- [Set task]: Repeat the whole listing exactly.

=== Available records ===

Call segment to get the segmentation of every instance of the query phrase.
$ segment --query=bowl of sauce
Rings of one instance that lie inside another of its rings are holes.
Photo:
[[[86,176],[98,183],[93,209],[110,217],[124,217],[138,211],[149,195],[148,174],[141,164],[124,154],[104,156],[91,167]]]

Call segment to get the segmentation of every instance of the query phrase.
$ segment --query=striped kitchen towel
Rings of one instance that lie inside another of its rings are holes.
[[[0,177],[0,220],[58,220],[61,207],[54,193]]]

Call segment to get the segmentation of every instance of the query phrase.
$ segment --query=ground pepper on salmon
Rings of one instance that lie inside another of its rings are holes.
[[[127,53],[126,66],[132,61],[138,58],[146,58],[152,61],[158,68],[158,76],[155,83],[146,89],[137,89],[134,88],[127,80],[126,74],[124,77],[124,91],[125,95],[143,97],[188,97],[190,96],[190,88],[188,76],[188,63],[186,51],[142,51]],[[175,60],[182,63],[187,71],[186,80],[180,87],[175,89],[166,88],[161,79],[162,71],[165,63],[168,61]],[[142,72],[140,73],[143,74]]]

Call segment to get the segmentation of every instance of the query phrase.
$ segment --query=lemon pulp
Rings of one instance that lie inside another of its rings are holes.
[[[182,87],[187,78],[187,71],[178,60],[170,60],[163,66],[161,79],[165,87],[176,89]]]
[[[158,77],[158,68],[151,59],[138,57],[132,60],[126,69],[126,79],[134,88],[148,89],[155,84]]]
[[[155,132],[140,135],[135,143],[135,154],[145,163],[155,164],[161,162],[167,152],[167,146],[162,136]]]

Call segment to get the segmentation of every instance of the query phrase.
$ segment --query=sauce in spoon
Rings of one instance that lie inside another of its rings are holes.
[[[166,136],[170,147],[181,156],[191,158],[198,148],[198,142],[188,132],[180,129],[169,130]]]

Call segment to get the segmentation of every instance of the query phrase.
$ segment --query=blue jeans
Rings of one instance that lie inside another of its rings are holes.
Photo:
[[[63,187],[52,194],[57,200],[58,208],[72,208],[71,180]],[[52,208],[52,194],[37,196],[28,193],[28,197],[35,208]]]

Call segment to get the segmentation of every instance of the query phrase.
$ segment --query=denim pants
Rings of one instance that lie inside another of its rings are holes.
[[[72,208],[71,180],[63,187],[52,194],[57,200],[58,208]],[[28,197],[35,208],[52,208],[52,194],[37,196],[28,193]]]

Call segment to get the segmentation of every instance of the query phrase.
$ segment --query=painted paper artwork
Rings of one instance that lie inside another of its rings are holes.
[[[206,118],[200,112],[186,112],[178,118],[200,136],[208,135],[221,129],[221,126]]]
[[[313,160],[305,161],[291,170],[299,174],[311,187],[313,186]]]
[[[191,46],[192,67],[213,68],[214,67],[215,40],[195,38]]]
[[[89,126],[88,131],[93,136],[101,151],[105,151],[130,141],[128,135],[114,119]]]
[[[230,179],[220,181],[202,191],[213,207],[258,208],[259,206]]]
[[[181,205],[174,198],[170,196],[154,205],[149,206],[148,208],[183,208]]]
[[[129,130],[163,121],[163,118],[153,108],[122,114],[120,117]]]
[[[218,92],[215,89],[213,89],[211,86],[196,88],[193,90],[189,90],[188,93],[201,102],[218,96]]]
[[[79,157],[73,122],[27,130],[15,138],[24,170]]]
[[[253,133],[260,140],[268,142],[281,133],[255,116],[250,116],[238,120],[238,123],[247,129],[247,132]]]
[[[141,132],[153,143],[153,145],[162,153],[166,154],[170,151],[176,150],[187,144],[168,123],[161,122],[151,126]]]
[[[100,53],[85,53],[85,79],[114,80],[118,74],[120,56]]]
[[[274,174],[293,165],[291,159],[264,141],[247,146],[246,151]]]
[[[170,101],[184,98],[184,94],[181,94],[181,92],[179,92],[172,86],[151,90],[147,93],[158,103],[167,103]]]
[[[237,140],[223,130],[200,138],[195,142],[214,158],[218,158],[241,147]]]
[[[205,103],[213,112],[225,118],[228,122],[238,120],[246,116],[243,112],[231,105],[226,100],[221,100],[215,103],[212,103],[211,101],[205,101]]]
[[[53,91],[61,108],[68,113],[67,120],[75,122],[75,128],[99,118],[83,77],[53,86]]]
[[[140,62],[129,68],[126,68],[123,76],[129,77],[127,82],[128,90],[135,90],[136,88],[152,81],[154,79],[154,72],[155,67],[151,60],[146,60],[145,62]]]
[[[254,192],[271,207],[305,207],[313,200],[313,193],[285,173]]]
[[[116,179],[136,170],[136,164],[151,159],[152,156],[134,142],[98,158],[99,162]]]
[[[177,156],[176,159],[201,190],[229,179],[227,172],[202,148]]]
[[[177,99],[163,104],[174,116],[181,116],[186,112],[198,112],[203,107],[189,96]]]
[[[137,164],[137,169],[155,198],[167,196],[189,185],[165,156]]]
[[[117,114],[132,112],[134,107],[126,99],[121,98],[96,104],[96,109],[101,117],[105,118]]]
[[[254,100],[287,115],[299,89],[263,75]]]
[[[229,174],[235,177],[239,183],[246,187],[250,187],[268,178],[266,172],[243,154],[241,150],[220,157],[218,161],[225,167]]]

===

- [Result of this task]:
Call segment to get the segmentation of every instance of the query phrase.
$ segment --query=bowl of sauce
Rings of one instance that lie inside another of its rings are holes.
Photo:
[[[86,176],[98,183],[93,209],[110,217],[124,217],[138,211],[149,195],[148,174],[141,164],[124,154],[104,156],[91,167]]]

Call segment to get the segmentation of every instance of the query phrase.
$ segment --query=striped kitchen towel
Rings of one instance that lie inside another of its rings are holes.
[[[0,177],[0,220],[58,220],[61,207],[54,193]]]

Call segment to get the segmentation of every instance of the query phrase.
$ segment --query=ground pepper on salmon
Rings of one instance that lie inside another of its rings are holes.
[[[127,53],[126,66],[132,61],[138,58],[146,58],[152,61],[158,68],[158,76],[155,83],[146,89],[137,89],[134,88],[127,80],[126,74],[124,77],[124,91],[125,95],[143,97],[188,97],[190,96],[190,88],[188,76],[188,63],[186,51],[142,51]],[[175,60],[182,63],[187,71],[186,80],[180,87],[175,89],[166,88],[161,79],[162,71],[165,63],[168,61]],[[142,72],[140,73],[143,74]]]

Call segment to get the segmentation of every instance of the query phrase.
$ segment --query=lemon pulp
Rings of one instance that lie inside another of its rings are holes.
[[[182,87],[187,78],[187,71],[178,60],[170,60],[163,66],[161,79],[165,87],[176,89]]]
[[[158,77],[158,68],[151,59],[138,57],[132,60],[126,69],[126,79],[134,88],[148,89],[155,84]]]
[[[155,132],[140,135],[135,143],[135,154],[145,163],[155,164],[161,162],[167,152],[167,146],[162,136]]]

Call segment to get the segmentation of every instance of the query phrase.
$ segment --query=sauce in spoon
Rings of one instance that lie inside another of its rings are holes.
[[[166,136],[170,147],[181,156],[191,158],[198,148],[198,142],[188,132],[180,129],[169,130]]]

Call segment to get the segmentation of every instance of the query phrase.
$ segment --query=blue jeans
Rings of one instance that lie inside another of its rings are holes.
Photo:
[[[63,187],[52,194],[57,200],[58,208],[72,208],[71,180]],[[52,208],[52,194],[37,196],[28,193],[28,197],[35,208]]]

Call segment to get the segmentation of every instance of the query phrase.
$ segment --query=denim pants
Rings of one instance that lie inside another of its rings are holes.
[[[72,208],[71,180],[63,187],[52,194],[57,200],[58,208]],[[28,197],[35,208],[52,208],[52,194],[37,196],[28,193]]]

Call segment to get the segmentation of every instance of the query phrase.
$ segment --query=painted paper artwork
Rings of one instance that lie inside another of its rings are holes.
[[[206,118],[200,112],[186,112],[178,118],[200,136],[208,135],[221,129],[221,126]]]
[[[313,160],[305,161],[291,170],[299,174],[311,187],[313,186]]]
[[[191,46],[192,67],[213,68],[214,67],[215,40],[195,38]]]
[[[89,126],[88,131],[93,136],[101,151],[105,151],[130,141],[128,135],[114,119]]]
[[[230,179],[220,181],[202,191],[213,207],[258,208],[259,206]]]
[[[181,205],[174,198],[170,196],[154,205],[149,206],[148,208],[183,208]]]
[[[129,130],[163,121],[163,118],[153,108],[122,114],[120,117]]]
[[[218,92],[215,89],[213,89],[211,86],[196,88],[193,90],[189,90],[188,93],[201,102],[218,96]]]
[[[79,157],[73,122],[27,130],[15,138],[24,170]]]
[[[253,133],[260,140],[268,142],[281,133],[255,116],[250,116],[238,120],[238,123],[247,129],[247,132]]]
[[[141,132],[153,143],[153,145],[162,153],[166,154],[170,151],[176,150],[187,144],[168,123],[161,122],[151,126]]]
[[[100,53],[85,53],[85,79],[114,80],[118,74],[120,56]]]
[[[274,174],[293,165],[291,159],[264,141],[247,146],[246,151]]]
[[[170,101],[184,98],[184,94],[181,94],[181,92],[179,92],[172,86],[151,90],[147,93],[158,103],[167,103]]]
[[[237,140],[223,130],[200,138],[195,142],[214,158],[218,158],[241,147]]]
[[[205,103],[213,112],[225,118],[228,122],[238,120],[246,116],[243,112],[231,105],[226,100],[221,100],[215,103],[212,103],[211,101],[205,101]]]
[[[53,91],[61,108],[68,113],[67,120],[75,122],[75,128],[99,118],[83,77],[53,86]]]
[[[140,62],[129,68],[126,68],[123,76],[129,77],[127,82],[128,90],[135,90],[136,88],[152,81],[154,79],[154,72],[155,67],[151,60],[146,60],[145,62]]]
[[[254,192],[271,207],[305,207],[313,200],[313,193],[285,173]]]
[[[116,179],[136,170],[136,164],[151,159],[152,156],[134,142],[98,158],[99,162]]]
[[[177,156],[176,159],[201,190],[229,179],[227,172],[202,148]]]
[[[177,99],[163,104],[174,116],[181,116],[186,112],[198,112],[203,107],[189,96]]]
[[[137,164],[137,169],[155,198],[167,196],[189,185],[165,156]]]
[[[117,114],[132,112],[134,107],[126,99],[121,98],[96,104],[96,109],[101,117],[105,118]]]
[[[254,100],[287,115],[299,89],[263,75]]]
[[[229,174],[235,177],[239,183],[246,187],[250,187],[268,178],[266,172],[243,154],[241,150],[220,157],[218,161],[225,167]]]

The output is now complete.